*WHAT THIS TASK INVOLVES*
Output each entry exactly as written.

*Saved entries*
────

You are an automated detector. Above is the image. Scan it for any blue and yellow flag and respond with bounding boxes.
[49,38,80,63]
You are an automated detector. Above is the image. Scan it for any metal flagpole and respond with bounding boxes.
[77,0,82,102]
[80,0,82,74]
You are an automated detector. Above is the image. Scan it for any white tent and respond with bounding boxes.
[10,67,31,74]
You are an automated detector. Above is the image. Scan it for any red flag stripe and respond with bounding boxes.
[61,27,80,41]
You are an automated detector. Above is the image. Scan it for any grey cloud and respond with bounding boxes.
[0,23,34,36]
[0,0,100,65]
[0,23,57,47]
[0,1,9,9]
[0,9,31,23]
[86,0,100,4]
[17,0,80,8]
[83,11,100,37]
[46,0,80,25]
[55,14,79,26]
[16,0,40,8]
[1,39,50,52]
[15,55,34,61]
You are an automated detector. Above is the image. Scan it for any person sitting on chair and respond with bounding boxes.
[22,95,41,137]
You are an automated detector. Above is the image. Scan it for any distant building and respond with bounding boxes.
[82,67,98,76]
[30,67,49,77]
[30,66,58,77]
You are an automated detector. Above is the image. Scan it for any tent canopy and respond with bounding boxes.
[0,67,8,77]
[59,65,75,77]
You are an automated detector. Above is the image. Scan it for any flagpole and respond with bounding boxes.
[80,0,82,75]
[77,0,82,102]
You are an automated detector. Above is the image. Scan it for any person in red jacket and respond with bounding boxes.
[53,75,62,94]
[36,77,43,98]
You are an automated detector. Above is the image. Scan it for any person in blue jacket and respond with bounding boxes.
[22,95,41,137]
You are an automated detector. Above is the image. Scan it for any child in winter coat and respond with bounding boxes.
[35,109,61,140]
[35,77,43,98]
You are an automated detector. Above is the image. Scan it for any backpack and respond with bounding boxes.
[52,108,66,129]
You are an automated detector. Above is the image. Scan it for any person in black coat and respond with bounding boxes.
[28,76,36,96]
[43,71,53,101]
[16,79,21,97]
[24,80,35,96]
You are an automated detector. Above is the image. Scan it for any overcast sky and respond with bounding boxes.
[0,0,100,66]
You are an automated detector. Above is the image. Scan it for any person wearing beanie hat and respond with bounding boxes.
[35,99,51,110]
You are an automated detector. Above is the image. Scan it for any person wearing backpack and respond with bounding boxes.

────

*TASK SOLUTION*
You are an automated detector. Above is the image. Scan it for any blue and yellow flag and respond with bounding boxes.
[49,38,80,63]
You are an automated detector. Above is the image. Scan it for any metal flagpole and respond with bounding boxes.
[77,0,82,102]
[80,0,82,74]
You are an automated detector. Above is the image. Scan it for any white tent and respond with bounding boxes.
[10,67,31,74]
You are an automated detector. Above is the image. Scan it for any red flag stripe and respond with bounding boxes.
[61,27,80,41]
You are an automated detector. Above is the image. Scan it for any grey cloud and respond with bounding boxes.
[0,23,34,36]
[0,0,100,65]
[0,23,57,47]
[0,1,9,9]
[0,9,31,23]
[86,0,100,4]
[17,0,80,8]
[83,11,100,37]
[46,0,80,25]
[55,14,79,26]
[16,0,40,8]
[1,39,50,52]
[15,55,34,61]
You are an automated detector. Above is the image. Scan it for any person sitting on chair and respond with bounding boxes.
[22,95,41,137]
You are an automated detector. Above is the image. Scan it for any distant building and respond with bounding boxes.
[82,67,98,76]
[30,67,49,77]
[30,66,58,77]
You are an automated detector. Above is the image. Scan it for any tent canopy and respond with bounding boxes.
[0,67,8,77]
[59,65,75,77]
You are an automated detector. Above is the image. Scan it for any flagpole and respond with bounding boxes.
[80,0,82,75]
[77,0,82,102]
You are an automated detector. Above is the image. Scan it for any person in red jacket and respond with bounding boxes.
[53,75,62,94]
[36,77,43,98]
You are an automated detector. Above is the image. Scan it for any person in blue jacket and respond with bounding boxes.
[22,95,41,137]
You are an automated detector. Above is the image. Scan it for any child in winter coat and respond with bounding boxes.
[35,109,61,140]
[35,77,43,98]
You are an automated detector. Above is the image. Scan it for any backpack and respond with bounding boxes.
[52,108,66,129]
You are an automated detector. Above is the image. Scan it for any person in black coat and respond with bounding boxes.
[28,76,36,96]
[43,71,53,101]
[16,79,21,97]
[24,80,35,96]
You are an automated detector. Above is the image. Scan it for any overcast sky and respond with bounding boxes.
[0,0,100,66]
You are an automated detector. Above is the image. Scan it for any person wearing beanie hat and respond with bounding boxes.
[35,99,51,110]
You are an automated detector. Above is the image. Scan it for any person wearing backpack and respond with bounding boxes.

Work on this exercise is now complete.